-------- STORED DATA

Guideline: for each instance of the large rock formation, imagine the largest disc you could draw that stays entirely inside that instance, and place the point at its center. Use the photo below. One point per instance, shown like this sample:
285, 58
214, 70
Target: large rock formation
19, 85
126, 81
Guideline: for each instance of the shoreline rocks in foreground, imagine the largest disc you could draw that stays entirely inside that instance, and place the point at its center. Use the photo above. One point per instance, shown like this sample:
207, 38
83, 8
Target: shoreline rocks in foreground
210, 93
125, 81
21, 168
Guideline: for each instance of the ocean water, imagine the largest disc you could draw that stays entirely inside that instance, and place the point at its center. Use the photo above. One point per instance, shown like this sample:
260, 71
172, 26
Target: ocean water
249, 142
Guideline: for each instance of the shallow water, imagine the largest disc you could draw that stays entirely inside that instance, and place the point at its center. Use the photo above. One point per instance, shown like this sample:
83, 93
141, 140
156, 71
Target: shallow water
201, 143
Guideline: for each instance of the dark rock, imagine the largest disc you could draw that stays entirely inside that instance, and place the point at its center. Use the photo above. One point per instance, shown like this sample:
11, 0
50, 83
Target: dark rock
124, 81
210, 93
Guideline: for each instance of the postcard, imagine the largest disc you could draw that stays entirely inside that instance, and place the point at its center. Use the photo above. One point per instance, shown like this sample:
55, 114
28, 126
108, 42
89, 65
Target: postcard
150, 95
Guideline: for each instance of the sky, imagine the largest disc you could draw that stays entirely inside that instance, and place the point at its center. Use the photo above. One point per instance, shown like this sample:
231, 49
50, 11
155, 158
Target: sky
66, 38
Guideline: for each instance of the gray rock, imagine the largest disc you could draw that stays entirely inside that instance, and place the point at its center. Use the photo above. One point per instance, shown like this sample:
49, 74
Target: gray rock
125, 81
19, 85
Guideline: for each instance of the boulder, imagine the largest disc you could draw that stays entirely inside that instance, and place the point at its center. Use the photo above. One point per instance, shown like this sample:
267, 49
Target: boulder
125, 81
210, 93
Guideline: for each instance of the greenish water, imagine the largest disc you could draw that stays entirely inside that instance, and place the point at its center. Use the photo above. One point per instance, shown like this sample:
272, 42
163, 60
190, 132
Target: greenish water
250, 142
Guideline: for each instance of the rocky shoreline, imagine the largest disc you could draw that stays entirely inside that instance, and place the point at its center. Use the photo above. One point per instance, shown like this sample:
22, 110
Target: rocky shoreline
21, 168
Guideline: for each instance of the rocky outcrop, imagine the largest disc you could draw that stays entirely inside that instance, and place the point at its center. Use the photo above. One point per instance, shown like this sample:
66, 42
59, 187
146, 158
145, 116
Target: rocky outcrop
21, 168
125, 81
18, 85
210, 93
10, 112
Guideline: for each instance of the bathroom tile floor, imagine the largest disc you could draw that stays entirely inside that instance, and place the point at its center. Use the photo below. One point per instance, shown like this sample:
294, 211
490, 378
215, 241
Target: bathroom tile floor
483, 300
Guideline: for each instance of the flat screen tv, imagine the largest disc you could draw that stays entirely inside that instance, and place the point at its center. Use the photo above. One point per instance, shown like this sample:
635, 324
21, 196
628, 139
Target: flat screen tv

----------------

For the string "flat", return every line of the data where it appears.

Guideline: for each instance of the flat screen tv, imagine the largest disc you could draw that stays entirely inside that instance, and place the point at its center. Use the photo above. One point per instance, shown like this sample:
Target: flat screen tv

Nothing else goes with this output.